Data lines
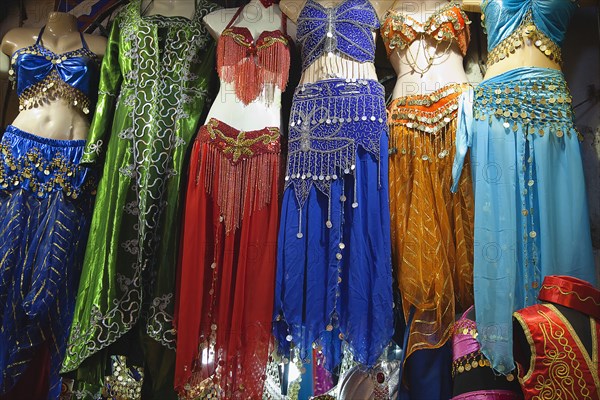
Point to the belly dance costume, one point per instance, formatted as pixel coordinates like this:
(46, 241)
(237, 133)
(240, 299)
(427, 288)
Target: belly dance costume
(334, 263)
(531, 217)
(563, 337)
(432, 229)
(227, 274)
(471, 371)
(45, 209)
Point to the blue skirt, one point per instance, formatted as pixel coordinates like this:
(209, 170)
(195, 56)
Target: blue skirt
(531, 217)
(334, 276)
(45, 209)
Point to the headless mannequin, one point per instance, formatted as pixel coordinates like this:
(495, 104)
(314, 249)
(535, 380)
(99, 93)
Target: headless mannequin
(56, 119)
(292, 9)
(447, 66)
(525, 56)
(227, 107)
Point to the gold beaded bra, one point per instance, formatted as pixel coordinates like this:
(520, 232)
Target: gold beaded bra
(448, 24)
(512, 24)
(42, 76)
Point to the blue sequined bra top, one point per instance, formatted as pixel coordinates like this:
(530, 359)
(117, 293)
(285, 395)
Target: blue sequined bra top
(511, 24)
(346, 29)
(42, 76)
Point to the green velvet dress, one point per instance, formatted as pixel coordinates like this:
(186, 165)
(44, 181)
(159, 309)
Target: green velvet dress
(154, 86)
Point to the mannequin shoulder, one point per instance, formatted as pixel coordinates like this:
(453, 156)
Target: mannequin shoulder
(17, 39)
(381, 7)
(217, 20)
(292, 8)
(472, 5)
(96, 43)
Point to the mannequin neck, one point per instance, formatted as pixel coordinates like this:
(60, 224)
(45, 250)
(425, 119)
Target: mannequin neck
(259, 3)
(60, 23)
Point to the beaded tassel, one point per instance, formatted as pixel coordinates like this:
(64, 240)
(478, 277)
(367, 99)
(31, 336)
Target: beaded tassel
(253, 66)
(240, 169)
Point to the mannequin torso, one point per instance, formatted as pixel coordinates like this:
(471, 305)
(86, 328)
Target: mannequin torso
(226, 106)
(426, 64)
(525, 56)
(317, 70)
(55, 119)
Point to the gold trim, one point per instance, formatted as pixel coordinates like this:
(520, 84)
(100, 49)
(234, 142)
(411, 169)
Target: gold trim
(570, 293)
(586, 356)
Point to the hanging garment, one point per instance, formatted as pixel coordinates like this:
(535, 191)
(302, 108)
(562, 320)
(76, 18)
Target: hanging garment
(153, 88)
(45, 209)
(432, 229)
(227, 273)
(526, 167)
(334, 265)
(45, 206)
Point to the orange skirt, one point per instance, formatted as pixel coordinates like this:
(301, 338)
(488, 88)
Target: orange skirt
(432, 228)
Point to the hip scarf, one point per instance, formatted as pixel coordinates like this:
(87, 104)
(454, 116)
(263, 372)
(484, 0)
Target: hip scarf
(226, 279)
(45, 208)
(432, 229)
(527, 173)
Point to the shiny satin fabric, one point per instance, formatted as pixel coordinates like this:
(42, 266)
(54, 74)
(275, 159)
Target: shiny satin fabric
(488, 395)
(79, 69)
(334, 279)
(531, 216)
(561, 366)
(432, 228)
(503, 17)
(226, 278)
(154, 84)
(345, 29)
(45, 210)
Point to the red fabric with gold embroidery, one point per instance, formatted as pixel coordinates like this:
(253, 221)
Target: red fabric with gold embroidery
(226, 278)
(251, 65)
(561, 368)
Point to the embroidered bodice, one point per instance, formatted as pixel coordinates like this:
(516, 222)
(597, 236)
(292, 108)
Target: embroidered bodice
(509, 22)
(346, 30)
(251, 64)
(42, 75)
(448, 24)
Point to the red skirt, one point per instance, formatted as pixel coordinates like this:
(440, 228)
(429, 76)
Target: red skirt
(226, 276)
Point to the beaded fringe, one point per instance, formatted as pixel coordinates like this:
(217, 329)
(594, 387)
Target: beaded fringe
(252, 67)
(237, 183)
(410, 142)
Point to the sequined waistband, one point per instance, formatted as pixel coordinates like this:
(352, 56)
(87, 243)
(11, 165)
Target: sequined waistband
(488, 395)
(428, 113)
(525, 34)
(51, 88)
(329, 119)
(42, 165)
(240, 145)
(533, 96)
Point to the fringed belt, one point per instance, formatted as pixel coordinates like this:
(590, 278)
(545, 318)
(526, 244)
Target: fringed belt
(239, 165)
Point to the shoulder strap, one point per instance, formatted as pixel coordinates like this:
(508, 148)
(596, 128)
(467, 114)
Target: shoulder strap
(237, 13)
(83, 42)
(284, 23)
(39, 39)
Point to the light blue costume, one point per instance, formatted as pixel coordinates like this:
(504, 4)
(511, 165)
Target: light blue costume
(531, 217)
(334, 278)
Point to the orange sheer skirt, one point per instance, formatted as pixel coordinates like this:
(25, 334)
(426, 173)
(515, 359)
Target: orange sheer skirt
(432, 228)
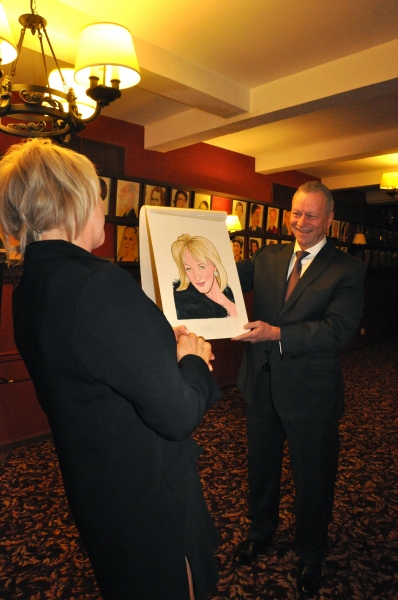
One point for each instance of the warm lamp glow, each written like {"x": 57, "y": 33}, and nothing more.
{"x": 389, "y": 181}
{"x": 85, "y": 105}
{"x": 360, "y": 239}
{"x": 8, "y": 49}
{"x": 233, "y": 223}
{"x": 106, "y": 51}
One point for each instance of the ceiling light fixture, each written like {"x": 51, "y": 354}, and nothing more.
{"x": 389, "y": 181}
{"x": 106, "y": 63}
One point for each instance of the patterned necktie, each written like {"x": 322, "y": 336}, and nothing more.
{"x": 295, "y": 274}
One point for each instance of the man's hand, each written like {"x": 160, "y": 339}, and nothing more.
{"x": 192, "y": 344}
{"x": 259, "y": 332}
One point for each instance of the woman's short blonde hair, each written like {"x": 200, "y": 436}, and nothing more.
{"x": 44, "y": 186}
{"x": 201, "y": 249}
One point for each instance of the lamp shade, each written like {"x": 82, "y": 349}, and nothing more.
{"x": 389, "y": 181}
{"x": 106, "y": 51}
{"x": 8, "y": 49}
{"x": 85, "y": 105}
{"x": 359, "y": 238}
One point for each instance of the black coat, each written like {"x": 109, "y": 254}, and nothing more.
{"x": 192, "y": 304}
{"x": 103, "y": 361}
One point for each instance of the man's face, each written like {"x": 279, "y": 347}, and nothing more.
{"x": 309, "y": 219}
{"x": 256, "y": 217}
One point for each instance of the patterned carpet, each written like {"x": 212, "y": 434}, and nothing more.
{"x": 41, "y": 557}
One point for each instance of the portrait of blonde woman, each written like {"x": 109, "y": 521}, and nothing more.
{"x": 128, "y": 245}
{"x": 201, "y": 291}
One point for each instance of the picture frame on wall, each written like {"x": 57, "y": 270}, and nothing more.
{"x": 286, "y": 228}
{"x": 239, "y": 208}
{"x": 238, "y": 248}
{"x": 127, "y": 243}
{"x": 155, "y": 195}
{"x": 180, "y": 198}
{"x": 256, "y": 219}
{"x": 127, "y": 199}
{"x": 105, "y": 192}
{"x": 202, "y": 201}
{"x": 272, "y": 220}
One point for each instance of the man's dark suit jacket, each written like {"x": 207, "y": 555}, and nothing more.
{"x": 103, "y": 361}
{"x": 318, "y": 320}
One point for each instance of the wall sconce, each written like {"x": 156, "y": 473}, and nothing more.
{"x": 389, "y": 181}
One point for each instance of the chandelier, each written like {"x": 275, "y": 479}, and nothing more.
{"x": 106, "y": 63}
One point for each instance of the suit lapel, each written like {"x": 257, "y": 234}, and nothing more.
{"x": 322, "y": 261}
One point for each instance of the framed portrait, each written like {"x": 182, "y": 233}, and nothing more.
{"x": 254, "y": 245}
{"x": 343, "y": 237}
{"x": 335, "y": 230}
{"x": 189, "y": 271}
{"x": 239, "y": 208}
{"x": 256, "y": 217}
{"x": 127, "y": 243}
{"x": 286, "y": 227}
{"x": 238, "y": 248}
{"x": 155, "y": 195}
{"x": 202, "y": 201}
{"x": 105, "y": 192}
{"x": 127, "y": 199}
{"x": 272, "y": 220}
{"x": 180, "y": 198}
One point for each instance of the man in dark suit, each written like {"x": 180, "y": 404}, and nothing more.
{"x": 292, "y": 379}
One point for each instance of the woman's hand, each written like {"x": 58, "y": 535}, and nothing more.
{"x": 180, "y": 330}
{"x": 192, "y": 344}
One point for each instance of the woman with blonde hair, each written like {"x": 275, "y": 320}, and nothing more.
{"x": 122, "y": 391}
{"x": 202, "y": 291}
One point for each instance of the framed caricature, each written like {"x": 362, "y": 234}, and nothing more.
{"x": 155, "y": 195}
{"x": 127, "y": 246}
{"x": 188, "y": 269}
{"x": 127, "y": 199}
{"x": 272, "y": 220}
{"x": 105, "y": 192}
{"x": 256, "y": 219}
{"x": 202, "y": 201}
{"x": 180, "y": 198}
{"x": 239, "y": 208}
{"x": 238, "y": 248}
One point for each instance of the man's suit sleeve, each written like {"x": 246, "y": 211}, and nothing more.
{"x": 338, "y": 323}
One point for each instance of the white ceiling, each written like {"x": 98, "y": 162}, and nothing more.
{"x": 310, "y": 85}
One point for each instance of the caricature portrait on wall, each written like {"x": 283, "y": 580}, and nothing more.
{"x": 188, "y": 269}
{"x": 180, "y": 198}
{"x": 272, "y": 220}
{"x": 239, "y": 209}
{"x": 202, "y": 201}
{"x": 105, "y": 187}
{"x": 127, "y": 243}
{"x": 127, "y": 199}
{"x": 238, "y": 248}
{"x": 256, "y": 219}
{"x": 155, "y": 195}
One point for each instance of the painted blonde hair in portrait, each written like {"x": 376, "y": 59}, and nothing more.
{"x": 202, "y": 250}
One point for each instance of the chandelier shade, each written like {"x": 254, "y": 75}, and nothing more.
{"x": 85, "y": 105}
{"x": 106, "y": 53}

Do this
Take the line with "One point for each instance of the woman with" and all lines after it through the end of the records, and write them out exactly; include nothing else.

Reply
One point for each instance of the woman with blonde hair, each written like {"x": 275, "y": 320}, and nothing more.
{"x": 122, "y": 391}
{"x": 202, "y": 291}
One point for each instance of the framed caricature, each written like {"x": 362, "y": 234}, and nothing more.
{"x": 155, "y": 195}
{"x": 127, "y": 246}
{"x": 188, "y": 269}
{"x": 127, "y": 199}
{"x": 272, "y": 220}
{"x": 105, "y": 192}
{"x": 256, "y": 219}
{"x": 202, "y": 201}
{"x": 180, "y": 198}
{"x": 239, "y": 208}
{"x": 238, "y": 248}
One point for each instance of the man's suit sleeve, each written like {"x": 246, "y": 211}, and nothing more.
{"x": 338, "y": 323}
One point for each instance of the white ceiling, each written like {"x": 98, "y": 162}, and nothing more.
{"x": 310, "y": 85}
One point for each instance of the caricature portrait on wall, each written like {"x": 283, "y": 580}, and nothing more.
{"x": 188, "y": 269}
{"x": 180, "y": 198}
{"x": 272, "y": 220}
{"x": 239, "y": 209}
{"x": 202, "y": 201}
{"x": 105, "y": 187}
{"x": 127, "y": 243}
{"x": 127, "y": 199}
{"x": 238, "y": 248}
{"x": 256, "y": 219}
{"x": 155, "y": 195}
One point for each instance of the painted blonde hair in portrait, each written like {"x": 376, "y": 59}, and nothing more.
{"x": 202, "y": 250}
One point for each instance of the chandelier shade, each written like {"x": 254, "y": 75}, and nothing more.
{"x": 85, "y": 105}
{"x": 106, "y": 53}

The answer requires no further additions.